*WHAT IS EXPECTED*:
Which lines below contain the word "thin"? Extract each of them in full.

*SOURCE RECORDS*:
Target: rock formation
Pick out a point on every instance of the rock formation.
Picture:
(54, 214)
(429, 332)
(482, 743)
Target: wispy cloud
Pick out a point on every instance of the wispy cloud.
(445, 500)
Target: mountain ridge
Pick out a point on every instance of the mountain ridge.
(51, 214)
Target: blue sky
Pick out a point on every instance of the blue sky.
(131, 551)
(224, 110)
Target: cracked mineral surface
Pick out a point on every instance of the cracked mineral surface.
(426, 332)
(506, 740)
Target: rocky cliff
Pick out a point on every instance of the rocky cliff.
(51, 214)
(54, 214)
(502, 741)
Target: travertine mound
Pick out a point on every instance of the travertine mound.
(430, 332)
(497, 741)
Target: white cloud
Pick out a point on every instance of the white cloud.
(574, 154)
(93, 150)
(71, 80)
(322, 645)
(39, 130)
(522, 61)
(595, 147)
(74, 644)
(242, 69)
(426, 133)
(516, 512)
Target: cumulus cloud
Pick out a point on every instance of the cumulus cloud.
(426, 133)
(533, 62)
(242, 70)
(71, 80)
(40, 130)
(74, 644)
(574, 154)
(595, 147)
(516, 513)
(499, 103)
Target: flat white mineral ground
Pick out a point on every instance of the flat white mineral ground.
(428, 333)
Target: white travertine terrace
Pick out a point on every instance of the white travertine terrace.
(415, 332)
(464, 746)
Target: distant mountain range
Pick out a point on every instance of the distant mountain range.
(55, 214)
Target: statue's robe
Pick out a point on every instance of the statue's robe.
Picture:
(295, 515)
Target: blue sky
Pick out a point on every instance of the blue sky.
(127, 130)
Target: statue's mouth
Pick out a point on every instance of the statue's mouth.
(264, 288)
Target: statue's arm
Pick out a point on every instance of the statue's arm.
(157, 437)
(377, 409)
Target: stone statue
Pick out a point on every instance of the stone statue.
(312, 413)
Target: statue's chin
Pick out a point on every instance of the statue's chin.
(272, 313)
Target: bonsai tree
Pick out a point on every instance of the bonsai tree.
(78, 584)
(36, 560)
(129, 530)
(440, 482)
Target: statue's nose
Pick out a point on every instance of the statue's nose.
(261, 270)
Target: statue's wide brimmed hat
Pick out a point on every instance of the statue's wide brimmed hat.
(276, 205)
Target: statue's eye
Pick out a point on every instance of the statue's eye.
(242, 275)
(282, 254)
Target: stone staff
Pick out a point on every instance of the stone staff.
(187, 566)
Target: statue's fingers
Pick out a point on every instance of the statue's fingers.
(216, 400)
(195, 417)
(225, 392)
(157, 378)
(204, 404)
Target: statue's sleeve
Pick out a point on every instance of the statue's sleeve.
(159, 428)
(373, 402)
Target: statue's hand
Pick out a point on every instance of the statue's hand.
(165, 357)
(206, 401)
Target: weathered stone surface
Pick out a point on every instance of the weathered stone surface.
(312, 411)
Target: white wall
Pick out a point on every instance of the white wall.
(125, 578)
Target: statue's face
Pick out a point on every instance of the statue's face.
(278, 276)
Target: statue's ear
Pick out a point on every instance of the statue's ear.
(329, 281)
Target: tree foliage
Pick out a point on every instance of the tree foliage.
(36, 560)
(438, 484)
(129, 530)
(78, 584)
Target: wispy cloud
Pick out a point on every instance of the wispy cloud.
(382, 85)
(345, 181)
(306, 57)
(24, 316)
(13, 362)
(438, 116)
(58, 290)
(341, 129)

...

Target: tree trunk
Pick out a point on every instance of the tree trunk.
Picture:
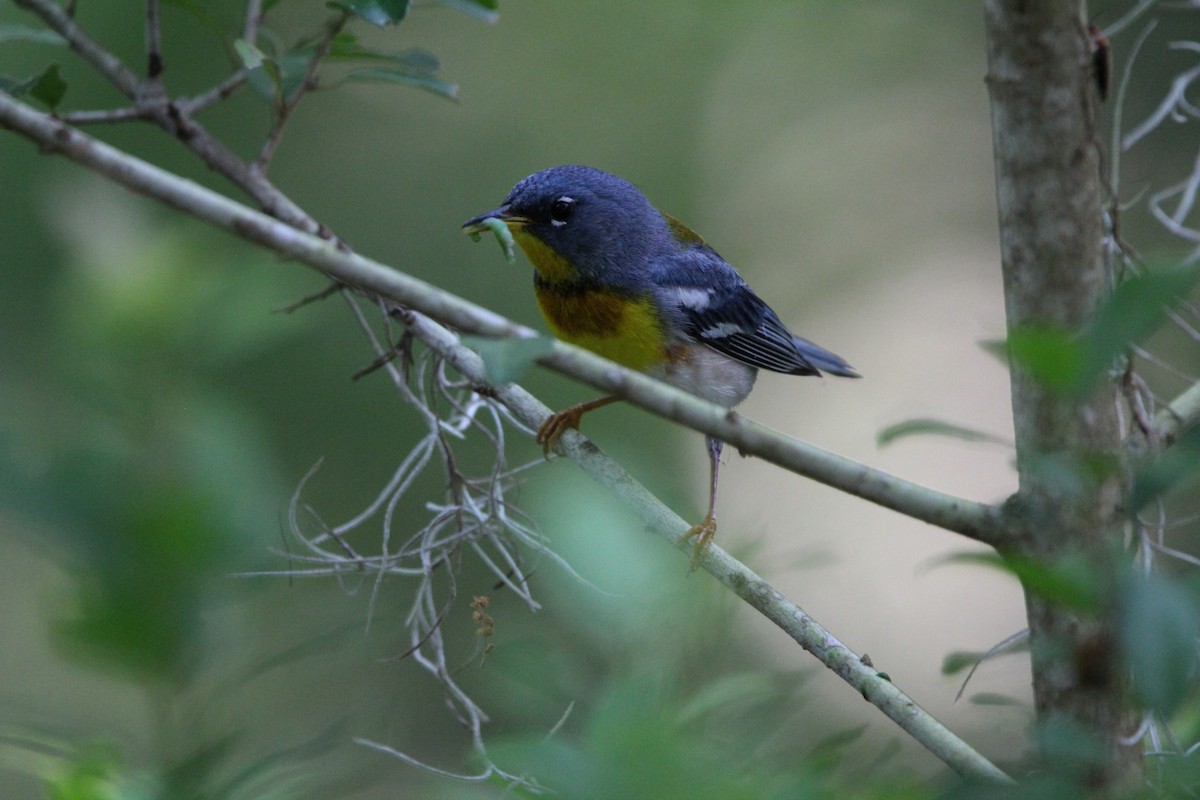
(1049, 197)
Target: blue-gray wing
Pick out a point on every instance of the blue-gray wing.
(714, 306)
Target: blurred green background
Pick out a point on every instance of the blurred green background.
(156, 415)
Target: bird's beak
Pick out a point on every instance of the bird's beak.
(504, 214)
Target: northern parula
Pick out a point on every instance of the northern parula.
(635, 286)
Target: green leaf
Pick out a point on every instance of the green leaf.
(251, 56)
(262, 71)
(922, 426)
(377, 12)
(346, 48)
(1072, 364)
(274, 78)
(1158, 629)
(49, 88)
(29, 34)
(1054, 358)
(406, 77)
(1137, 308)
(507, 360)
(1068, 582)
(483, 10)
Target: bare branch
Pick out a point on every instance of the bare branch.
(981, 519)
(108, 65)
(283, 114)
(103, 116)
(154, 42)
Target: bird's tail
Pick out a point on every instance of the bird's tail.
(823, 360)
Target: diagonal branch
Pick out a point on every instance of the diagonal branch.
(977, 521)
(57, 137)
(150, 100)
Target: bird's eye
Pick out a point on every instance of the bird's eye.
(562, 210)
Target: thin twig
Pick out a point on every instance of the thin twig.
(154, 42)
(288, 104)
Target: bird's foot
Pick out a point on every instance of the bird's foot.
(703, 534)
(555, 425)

*WRITTEN SOLUTION*:
Target: thin twig
Pick out a point on every instance of the thin twig.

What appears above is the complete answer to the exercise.